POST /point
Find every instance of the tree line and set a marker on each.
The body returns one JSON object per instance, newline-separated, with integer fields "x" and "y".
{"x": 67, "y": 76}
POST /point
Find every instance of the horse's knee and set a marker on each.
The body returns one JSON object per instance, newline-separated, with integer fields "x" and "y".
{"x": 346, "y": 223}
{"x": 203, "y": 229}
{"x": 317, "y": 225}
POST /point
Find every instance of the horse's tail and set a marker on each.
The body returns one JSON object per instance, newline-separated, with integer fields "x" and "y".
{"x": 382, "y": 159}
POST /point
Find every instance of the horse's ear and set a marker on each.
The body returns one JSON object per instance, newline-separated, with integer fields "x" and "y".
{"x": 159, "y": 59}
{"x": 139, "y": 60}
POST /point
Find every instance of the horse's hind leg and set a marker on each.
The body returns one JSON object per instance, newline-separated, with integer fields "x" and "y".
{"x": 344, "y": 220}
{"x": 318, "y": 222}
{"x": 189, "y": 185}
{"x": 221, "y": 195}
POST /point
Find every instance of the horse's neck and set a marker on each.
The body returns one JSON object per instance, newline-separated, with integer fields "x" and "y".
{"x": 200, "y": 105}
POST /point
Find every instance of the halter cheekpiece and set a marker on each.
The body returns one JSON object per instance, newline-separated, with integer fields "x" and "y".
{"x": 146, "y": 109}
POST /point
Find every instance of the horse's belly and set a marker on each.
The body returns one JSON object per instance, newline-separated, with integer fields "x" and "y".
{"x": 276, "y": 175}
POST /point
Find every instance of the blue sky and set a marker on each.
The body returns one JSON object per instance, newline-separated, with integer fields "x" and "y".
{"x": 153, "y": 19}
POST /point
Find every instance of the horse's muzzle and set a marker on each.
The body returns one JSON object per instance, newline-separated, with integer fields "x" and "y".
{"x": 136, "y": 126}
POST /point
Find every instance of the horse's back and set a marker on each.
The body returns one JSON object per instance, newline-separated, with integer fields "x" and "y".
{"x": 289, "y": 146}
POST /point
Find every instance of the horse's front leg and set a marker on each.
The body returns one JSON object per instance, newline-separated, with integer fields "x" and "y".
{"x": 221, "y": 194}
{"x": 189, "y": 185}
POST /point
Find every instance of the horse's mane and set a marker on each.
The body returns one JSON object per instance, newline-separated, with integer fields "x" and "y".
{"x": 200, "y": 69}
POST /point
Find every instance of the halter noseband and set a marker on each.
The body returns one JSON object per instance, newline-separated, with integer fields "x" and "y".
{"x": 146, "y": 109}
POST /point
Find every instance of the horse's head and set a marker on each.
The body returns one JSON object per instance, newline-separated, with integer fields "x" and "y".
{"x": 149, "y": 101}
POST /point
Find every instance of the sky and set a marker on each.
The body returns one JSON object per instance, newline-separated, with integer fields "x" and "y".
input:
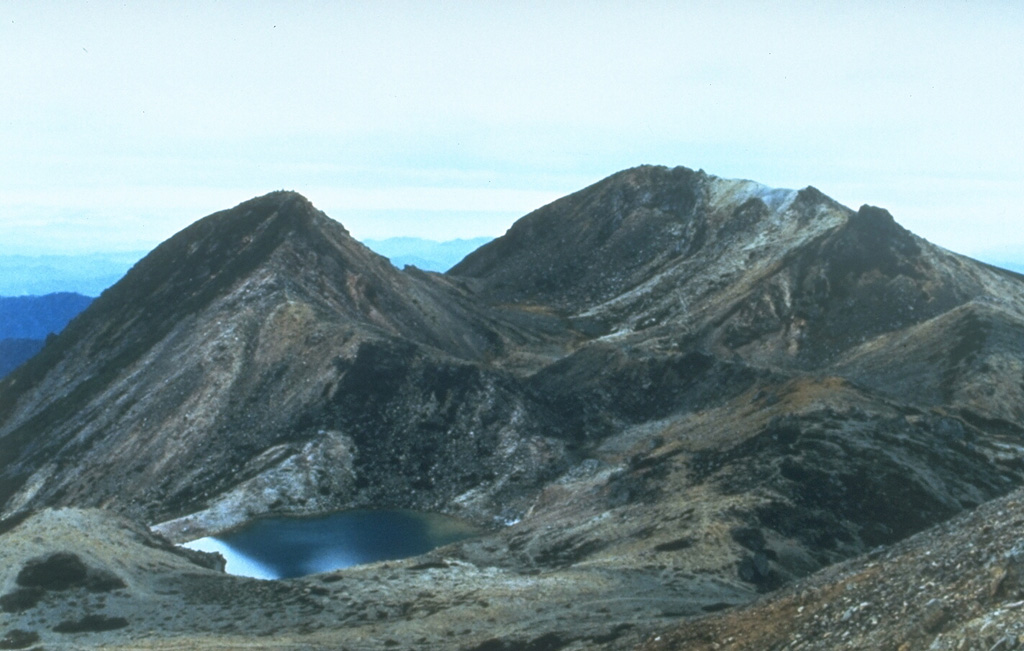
{"x": 122, "y": 123}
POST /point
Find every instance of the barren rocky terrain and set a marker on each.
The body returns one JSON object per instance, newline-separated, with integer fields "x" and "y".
{"x": 678, "y": 404}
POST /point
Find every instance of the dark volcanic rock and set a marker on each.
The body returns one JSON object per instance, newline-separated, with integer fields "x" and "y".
{"x": 668, "y": 392}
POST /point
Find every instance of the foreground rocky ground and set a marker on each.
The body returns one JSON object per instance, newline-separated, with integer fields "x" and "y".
{"x": 665, "y": 397}
{"x": 86, "y": 578}
{"x": 957, "y": 587}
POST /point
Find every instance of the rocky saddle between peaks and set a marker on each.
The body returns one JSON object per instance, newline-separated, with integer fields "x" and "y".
{"x": 684, "y": 390}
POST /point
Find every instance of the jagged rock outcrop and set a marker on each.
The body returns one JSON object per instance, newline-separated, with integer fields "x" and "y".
{"x": 669, "y": 382}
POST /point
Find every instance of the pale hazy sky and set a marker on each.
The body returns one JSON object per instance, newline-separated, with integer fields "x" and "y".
{"x": 122, "y": 123}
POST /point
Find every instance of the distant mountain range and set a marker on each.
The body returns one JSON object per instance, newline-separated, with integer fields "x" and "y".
{"x": 40, "y": 294}
{"x": 663, "y": 396}
{"x": 26, "y": 321}
{"x": 91, "y": 273}
{"x": 88, "y": 274}
{"x": 425, "y": 254}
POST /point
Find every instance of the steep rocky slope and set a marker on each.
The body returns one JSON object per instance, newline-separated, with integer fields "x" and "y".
{"x": 210, "y": 361}
{"x": 696, "y": 388}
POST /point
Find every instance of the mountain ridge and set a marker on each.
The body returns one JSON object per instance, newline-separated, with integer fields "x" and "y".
{"x": 701, "y": 386}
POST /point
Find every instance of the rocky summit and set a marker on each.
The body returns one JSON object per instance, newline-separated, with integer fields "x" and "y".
{"x": 688, "y": 411}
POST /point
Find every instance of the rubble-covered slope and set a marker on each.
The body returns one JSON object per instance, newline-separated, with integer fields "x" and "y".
{"x": 694, "y": 388}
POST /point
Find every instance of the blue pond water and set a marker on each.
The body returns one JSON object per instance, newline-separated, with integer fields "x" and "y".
{"x": 284, "y": 548}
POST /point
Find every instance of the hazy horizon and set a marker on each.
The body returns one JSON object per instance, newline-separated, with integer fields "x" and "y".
{"x": 124, "y": 124}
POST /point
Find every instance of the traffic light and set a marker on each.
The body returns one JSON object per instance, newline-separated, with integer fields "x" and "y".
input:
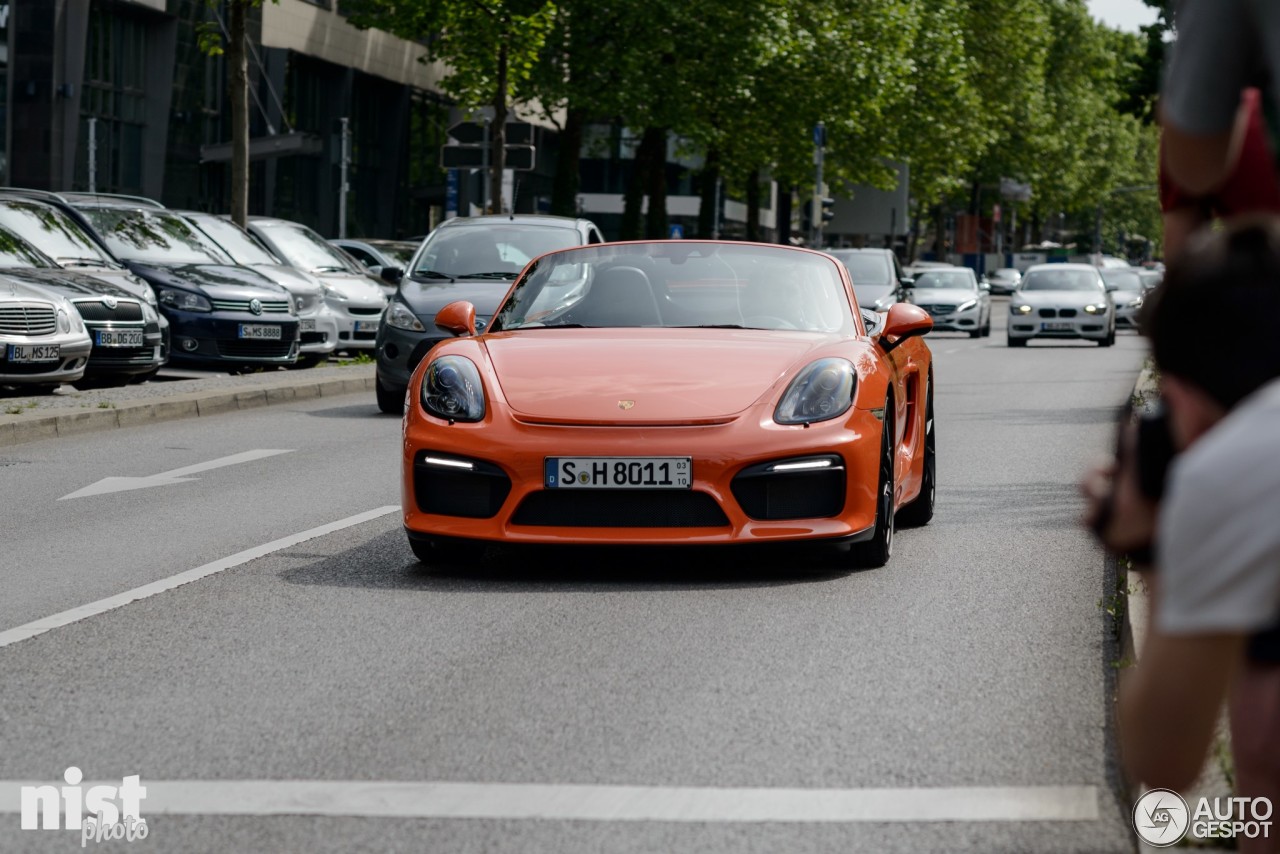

=-=-=-=-=

• [About this task]: Scan the data above for the word "slope" and report every line where it is found.

• [Reply]:
Find every instance of the steep rocky slope and set a marker on each.
Find every instance of the rubble-covered slope and set a marker on each.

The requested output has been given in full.